Data Science
Data science broadly encompasses ideas and techniques,
including machine learning and deep learning, to
analyze data in a quantitative and systematic way to
extract actionable insights.
Some of the projects I worked on before I found a job
in this area can be found at
my GitHub page,
and below are a few specific projects with links.
Below that, I list some resources I found helpful in
learning about the technical aspects and breaking into data science.
And at the end, I list resources that can help you learn more
once you are a "real" data scientist.
Select Projects
-
Arxiv Topic Trend Analysis
Arxiv
is a preprint server used by many researchers in physics
to post research papers for general viewing. I explored
the general trend of a few topics over the years using
their API with Python.
-
Movie Recommender with Collaborative Filtering
I implemented a movie recommendation system based
on collaborative filtering in Python. The movie rating
data is taken from the
MovieLens
website.
-
Word Prediction
I developed an ngram model for word prediction in R.
This was deployed as a
Shiny app
and is written up in an R Jupyter notebook.
-
Strontium Atom Number Variation
Jupyter notebook looking at the dependence of
atom number as determined from a CCD camera on a number
of observables in our ultracold strontium experiment,
including laboratory temperature and humidity measurements.
-
PCA on Cold Atom Images
Python files that can be used to subtract unwanted
fringes on cold atom absorption images taken with
CCD cameras. This was created to be used with cold atom
experiments for image analysis, and is based on the
technique of principal component analysis.
Learning Resources
The topics that are particularly important for a data
science practitioner are 1) computer science/programming,
2) probability and statistics, 3) machine learning, and
4) Structured Query Language (SQL). Below is a list of
some resources,
which include Massive Open Online Courses (MOOCs),
websites, and books, I've found particularly useful
in learning about these topics and preparing for
data science job interviews. I've personally gone
through each of the resources and
believe each of them will be worth your time
at least for your intellectual enrichment, if not
to help you do well in your data science job interviews.
They would be most appropriate for people who have
some college-level math and computer science experience.
Many of the resources
listed below are accessible online for free.
General Data Science-Related Books
- The Signal and the Noise
Nate Silver, Penguin Books, 2015.
Readable account of various applications of
analytics in the real world.
- Thinking, Fast and Slow
Daniel Kahneman, Farrar, Straus and Giroux, 2011.
Primarily about behavioral economics but the
techniques and lessons are broadly applicable to
data science.
- Naked Statistics
Charles Wheelan, W. W. Norton and Company, 2013.

▶ _Job 1_:
According to the data science page, where does the movie recommender get its rating data?
▶ _Job 2_:
Why does the data science page list a book about behavioral economics among its general data science books?

▶ _Data_:

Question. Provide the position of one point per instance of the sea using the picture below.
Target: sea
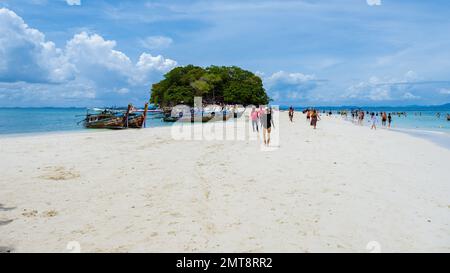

▶ _Task answer 1_:
From the MovieLens website.

▶ _Task answer 2_:
Thinking, Fast and Slow is mainly about behavioral economics, but its techniques and lessons apply broadly to data science.